● **Instructions for the task**:
Please reproduce the full listing exactly, with nothing added.

● **Records for processing**:
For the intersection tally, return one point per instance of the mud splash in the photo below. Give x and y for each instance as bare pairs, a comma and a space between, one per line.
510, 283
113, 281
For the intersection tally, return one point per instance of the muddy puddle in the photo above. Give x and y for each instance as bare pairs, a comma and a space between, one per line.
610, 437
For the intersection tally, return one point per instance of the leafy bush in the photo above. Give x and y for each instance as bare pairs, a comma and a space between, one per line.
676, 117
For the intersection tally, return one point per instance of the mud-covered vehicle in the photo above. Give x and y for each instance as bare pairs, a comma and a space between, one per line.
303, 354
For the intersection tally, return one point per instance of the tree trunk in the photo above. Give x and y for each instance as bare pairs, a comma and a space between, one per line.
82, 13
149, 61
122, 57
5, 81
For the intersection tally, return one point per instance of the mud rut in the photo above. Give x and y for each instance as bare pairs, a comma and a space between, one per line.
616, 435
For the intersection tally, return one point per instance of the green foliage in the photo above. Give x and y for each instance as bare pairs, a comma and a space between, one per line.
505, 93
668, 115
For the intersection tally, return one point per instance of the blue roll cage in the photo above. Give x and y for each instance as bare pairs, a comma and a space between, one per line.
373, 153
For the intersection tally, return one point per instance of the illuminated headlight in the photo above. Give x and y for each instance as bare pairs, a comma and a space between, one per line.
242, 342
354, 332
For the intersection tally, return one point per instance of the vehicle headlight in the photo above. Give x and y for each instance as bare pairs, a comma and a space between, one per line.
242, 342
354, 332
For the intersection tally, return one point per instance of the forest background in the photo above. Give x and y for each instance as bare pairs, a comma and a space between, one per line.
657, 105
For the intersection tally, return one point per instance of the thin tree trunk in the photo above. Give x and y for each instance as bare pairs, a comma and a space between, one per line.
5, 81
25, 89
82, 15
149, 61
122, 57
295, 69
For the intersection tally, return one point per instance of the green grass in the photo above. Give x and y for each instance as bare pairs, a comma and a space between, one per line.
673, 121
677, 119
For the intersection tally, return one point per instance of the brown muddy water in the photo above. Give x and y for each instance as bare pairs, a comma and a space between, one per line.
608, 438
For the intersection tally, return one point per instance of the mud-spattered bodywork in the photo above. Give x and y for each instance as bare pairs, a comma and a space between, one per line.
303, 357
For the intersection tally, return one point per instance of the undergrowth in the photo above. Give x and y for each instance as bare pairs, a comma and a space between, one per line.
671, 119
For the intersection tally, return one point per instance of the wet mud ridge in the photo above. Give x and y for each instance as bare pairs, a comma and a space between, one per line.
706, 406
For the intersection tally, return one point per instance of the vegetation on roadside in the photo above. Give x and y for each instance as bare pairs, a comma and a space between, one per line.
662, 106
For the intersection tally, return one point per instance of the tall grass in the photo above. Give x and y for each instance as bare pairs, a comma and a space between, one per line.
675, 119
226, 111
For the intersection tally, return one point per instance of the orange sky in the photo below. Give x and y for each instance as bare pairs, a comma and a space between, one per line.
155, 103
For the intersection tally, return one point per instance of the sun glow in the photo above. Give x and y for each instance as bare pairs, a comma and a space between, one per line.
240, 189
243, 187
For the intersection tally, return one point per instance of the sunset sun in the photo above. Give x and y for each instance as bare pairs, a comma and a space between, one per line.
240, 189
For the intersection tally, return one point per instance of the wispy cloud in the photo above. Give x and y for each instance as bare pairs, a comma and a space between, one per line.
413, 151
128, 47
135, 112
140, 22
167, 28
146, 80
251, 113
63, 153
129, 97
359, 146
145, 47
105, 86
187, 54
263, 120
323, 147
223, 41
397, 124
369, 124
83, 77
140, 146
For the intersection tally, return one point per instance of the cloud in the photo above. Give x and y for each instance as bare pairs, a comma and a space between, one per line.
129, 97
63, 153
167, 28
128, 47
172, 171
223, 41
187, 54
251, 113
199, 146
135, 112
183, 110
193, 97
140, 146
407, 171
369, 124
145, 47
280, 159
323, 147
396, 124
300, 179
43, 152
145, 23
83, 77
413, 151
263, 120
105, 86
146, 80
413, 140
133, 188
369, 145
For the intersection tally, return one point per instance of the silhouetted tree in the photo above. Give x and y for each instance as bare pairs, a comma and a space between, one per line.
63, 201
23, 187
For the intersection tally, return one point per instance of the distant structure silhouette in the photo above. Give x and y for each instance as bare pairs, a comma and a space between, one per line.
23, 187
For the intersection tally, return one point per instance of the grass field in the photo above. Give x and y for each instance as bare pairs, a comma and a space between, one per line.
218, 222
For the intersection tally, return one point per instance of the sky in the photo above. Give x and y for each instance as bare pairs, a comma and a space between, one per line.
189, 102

● **Task response**:
For the intersection tally, return one point per instance of the mud splash in the photo below. Give x and y for each instance as bare pairs, a comma and a space between, one per line.
510, 283
113, 281
For the intersection tally, return one point per instance of the muddy puddle in the photo above. Give x and y for each instance as bare pairs, a comma and a space between, one per line.
610, 437
For the intersection tally, return one point per instance of the leafy bush in the photo above. Give x and y for each instance as bare pairs, a comma and a space between, one per line.
676, 117
For the intersection tally, return one point per instance of the mud-covered vehicle in the photo above. Give x and y for each instance as bare pairs, a comma and a space between, one per line.
303, 354
For the intersection tally, return one point per instance of the tree trunk in the photo above. Give x and y for each instance as bare pairs, a comma and a space between, one per line.
82, 13
149, 61
122, 57
5, 81
For the intersection tally, return one point per instance of the mud rut in the photo above. Give x and y for each instance as bare pairs, a comma and a space between, one per line.
616, 435
For the intersection tally, return one point per instance of the green foliage in the photo above. Give x and y for each instance as bare pairs, a comma and a space between, one per line.
505, 93
668, 115
For the intersection tally, return one point per instance of the blue roll cage in the photo above. Give x and y for each instance as bare pairs, a comma and a space between, one per line.
373, 153
For the intersection tally, return one point per instance of the illuminated headlight in the photo above. Give x and y for each instance as bare pairs, a comma and a space between, one per line.
242, 342
354, 332
For the intersection tally, return one point per instance of the vehicle headlight in the photo above. Give x and y for each instance as bare pairs, a comma and a space between, one per line.
242, 342
354, 332
For the intersection tally, return one point per instance of the forest background in the photo above. Give x and y for each instance as bare pairs, a comma and a space between, one per line.
657, 105
For the intersection tally, return one point per instance of the thin tree trunk in the photo above. Give x and y for each instance as bare pairs, a comma and a space between, one per line.
5, 81
25, 89
82, 15
149, 61
122, 57
295, 69
For the intersection tally, return one point per instance of the green grass in the photo above. Give x and y for each instance as bare pairs, a comma and a space between, one per line.
673, 121
677, 119
For the intersection tally, return one point per instance of the brown muddy water in the photo above. Give x and y for each instance as bare pairs, a comma and a space between, one per line.
608, 438
For the intersection tally, return one point per instance of the mud-spattered bodywork in the photo above. Give x and y for each instance as bare pairs, a comma and a space between, one per line.
303, 357
For the intersection tally, return one point per instance of the undergrowth in the photo above. Give x and y for each instance as bare pairs, a comma and a space between, one per line.
671, 119
For the intersection tally, return one point per instance of the wet mud ridge in the photo above. Give x and y for each instance as bare pairs, a comma and a space between, one per line.
706, 406
For the intersection tally, return one point per instance of the vegetation on roadside in the photo above. Give x and y for each instance as bare pairs, a comma and a space between, one per line.
662, 106
For the intersection tally, return one point per instance of the tall grass in the photo above. Give x and y for each instance as bare pairs, a comma and a space between, one per line.
675, 119
226, 111
For the intersection tally, return one point per instance of the orange sky in the photo below. Give x and y for each instance as bare pairs, a comma and a space between, one per line.
155, 103
For the intersection tally, return one point per instance of the sun glow in the photo above. Give x and y for each instance as bare pairs, a comma and a space between, one per line.
240, 189
243, 187
For the intersection tally, return one point per instance of the sunset sun in the photo above. Give x and y for each instance as bare pairs, a comma and a space between, one per line.
240, 189
For the intersection tally, return one point per instance of the wispy cloud in the photo above. Give x and y for each instance as bare pairs, a comma and a space between, one per line.
413, 151
128, 47
135, 112
140, 22
167, 28
146, 80
251, 113
63, 153
129, 97
359, 146
145, 47
105, 86
187, 54
263, 120
323, 147
223, 41
397, 124
369, 124
83, 77
140, 146
For the intersection tally, return one point per instance of the cloud in the photo above. Give x and y for each instance as bare pairs, a comma and a space between, one per line.
129, 97
63, 153
167, 28
128, 47
172, 171
223, 41
187, 54
251, 113
199, 146
135, 112
183, 110
193, 97
140, 146
407, 171
369, 124
145, 47
280, 159
323, 147
396, 124
300, 179
43, 152
145, 23
83, 77
413, 151
263, 120
105, 86
146, 80
413, 140
133, 188
369, 145
For the intersection tally, return one point per instance of the silhouetted tree in the photo above. Give x and y for each instance as bare pairs, a comma and a space between, one per line.
63, 201
23, 187
For the intersection tally, return one point per instance of the distant structure silhouette in the photo above. Give x and y for each instance as bare pairs, a comma and a space between, one per line.
23, 187
For the intersection tally, return one point per instance of the grass field in the photo above. Give x and y for each instance as bare pairs, a comma and a space between, one per line.
218, 222
For the intersection tally, return one point per instance of the sky in the photo above. Give x and y for each instance as bare pairs, a comma and a space between, one per line.
189, 102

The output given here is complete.